→ Extrait fourni:

•••••

Les dernières années ont vu les régions du Québec accueillir de plus en plus en plus de citadins, de façon temporaire et cyclique pour les acquéreurs de chalets, mais permanente pour d’autres, qui ont choisi de troquer la densité et la rapidité de la ville contre la vie au rythme de la nature. Yvon Laprade, journaliste aguerri et auteur comptant 45 années de métier, s’est intéressé au phénomène dans son dernier ouvrage : La grande évasion – Histoires de citadins qui ont fait le choix des régions.

Un portrait et un guide

Passé lui-même de « Montréalais pure laine » à Caxtonien en 2019, Yvon Laprade a ressenti, les années suivantes, « comme un petit mouvement » démographique de la ville vers les régions, qui s’est peu à peu transformé en réel sujet d’actualité, tant à propos du déficit migratoire de Montréal qui ne cesse d’augmenter qu’à celui des défis auxquels les régions d’accueil font face, notamment en matière de main-d’œuvre, de logement et de services divers.

•••••

→ Éléments fournis:
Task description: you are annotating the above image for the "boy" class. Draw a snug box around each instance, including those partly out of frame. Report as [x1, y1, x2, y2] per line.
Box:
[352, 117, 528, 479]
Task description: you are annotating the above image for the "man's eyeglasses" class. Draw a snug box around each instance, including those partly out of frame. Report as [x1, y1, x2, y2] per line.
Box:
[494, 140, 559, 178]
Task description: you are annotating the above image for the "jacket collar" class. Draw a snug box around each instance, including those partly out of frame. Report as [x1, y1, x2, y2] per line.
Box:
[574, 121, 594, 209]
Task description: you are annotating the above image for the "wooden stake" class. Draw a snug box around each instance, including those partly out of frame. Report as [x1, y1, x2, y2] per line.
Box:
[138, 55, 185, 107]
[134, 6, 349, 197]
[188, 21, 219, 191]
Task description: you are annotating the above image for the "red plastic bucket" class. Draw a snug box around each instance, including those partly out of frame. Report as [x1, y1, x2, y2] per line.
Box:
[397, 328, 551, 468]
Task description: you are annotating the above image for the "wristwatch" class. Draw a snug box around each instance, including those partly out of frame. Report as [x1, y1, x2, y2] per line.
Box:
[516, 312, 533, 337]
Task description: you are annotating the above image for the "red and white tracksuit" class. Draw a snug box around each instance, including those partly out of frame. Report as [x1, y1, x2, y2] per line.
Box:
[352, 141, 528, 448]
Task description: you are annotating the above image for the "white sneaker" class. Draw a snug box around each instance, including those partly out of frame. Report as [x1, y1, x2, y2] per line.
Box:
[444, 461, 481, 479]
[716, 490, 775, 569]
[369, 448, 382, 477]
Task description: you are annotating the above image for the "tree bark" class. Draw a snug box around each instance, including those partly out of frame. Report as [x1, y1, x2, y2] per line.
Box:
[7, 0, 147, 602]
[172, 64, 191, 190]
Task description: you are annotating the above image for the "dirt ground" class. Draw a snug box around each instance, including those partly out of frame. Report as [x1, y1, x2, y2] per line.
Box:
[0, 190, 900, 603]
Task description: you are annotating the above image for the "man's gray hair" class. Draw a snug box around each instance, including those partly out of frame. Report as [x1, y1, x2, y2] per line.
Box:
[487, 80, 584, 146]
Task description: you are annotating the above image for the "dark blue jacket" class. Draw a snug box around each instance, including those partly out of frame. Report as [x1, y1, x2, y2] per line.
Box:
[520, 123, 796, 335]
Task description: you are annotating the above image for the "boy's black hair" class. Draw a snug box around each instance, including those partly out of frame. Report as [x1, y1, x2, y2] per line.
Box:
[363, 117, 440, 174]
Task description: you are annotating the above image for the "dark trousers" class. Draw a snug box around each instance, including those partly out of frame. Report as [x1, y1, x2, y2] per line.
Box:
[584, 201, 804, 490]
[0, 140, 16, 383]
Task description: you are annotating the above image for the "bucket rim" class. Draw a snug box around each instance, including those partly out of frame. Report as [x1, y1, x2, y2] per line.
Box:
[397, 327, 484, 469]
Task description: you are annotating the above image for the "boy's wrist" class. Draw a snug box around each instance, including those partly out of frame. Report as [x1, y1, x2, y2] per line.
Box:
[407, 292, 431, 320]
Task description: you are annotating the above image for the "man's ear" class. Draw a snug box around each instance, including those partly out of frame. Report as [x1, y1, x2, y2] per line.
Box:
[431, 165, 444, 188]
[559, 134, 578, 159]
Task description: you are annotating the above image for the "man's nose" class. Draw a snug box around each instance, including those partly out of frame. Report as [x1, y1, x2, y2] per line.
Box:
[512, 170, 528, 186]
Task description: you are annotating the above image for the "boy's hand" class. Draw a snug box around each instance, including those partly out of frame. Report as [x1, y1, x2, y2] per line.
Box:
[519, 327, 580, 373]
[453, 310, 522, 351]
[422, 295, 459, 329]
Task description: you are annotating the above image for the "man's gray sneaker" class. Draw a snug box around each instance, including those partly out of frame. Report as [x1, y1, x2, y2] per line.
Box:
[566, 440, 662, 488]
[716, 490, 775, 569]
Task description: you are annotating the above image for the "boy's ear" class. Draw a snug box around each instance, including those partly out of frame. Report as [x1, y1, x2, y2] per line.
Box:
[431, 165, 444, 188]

•••••

→ Liste des tâches:
a – Résumez en deux phrases le paragraphe de l'extrait sur l'installation des citadins en région qui commence par « Passé lui-même de « Montréalais pure laine » », en gardant ses faits principaux.
b – Énumérez tous les domaines dans lesquels, selon l'extrait sur l'installation des citadins en région, les régions d'accueil font face à des défis.
c – Poursuivez l'extrait sur l'installation des citadins en région à partir de sa dernière phrase.

→ Section des réponses:
a – Devenu Caxtonien en 2019 après avoir été un Montréalais de souche, Yvon Laprade a perçu dans les années suivantes un petit mouvement démographique de la ville vers les régions. Ce mouvement est devenu un véritable sujet d'actualité, tant pour le déficit migratoire croissant de Montréal que pour les défis des régions d'accueil en main-d'œuvre, en logement et en services divers.

b –
- La main-d'œuvre
- Le logement
- Les services divers

c –
Riche de son propre vécu de transplanté, le journaliste a réalisé une vingtaine d’entrevues avec « des gens ordinaires, de différents domaines, dans différentes régions », mais aussi avec des maires, des courtiers immobiliers, etc. : « Dans le fond, ce que je voulais faire, c’était un genre de grand reportage sur la réalité des régions. Je voulais vraiment que les gens témoignent de leurs expériences. »

Fruit de ce travail, La grande évasion prend à la fois des airs de portrait d’une situation et de guide pour ceux qui seraient tentés de faire le grand saut. Et avec la multitude de sujets abordés dans l’ouvrage, celui-ci ne manque pas de susciter de nombreuses réflexions.

Des avantages à vivre en région

De ses entretiens et de son expérience, l’auteur retient certains avantages à vivre en région, outre l’aspect évident du rapprochement avec la nature.

L’entraide

« Si on s’implique dans la vie communautaire », explique le journaliste, « si on est dans le village, si on aime les gens, finalement, on va se créer rapidement un réseau d’entraide, un réseau intéressant d’amis. Il y a une relation qui s’établit assez facilement. »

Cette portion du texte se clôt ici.